Stored data entries

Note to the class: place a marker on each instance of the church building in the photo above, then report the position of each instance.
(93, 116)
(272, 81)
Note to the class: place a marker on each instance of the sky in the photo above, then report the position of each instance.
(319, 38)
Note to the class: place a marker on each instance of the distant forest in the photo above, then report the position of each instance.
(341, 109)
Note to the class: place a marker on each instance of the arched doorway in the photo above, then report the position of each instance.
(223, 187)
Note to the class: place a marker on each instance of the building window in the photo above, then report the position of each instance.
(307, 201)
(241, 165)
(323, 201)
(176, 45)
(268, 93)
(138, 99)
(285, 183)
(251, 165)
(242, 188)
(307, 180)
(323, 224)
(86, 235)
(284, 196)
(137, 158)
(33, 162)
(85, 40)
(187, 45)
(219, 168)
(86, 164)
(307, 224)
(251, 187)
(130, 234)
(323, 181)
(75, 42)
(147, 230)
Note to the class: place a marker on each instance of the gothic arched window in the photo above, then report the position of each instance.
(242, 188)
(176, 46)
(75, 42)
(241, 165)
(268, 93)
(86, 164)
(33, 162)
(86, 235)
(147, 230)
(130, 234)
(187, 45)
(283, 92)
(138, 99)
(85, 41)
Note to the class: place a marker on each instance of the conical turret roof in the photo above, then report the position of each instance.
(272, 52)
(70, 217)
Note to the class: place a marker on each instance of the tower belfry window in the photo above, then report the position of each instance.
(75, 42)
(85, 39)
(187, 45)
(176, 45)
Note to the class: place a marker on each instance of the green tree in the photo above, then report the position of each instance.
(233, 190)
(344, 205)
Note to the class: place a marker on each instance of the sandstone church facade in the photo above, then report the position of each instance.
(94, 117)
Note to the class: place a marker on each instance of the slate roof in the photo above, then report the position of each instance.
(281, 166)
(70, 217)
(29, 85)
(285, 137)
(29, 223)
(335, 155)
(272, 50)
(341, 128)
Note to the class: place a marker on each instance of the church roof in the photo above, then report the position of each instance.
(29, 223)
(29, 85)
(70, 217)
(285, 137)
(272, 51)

==

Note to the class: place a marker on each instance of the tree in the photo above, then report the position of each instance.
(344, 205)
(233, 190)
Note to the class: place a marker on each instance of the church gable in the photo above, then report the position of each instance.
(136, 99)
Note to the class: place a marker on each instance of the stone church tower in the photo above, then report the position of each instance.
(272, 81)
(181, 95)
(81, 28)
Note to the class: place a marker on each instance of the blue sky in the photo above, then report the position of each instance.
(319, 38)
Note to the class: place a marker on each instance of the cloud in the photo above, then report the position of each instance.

_Task goal_
Above this instruction are the records; retype exactly the lines from the one containing "of the blue" up to and including the one containing "of the cloud".

_Solved exercise_
Note to the class: place a marker on each instance of the blue sky in the photo above, then report the position of each instance.
(319, 38)
Note to the class: place a marker on each instance of the cloud in the photo above, then report the position of each instance.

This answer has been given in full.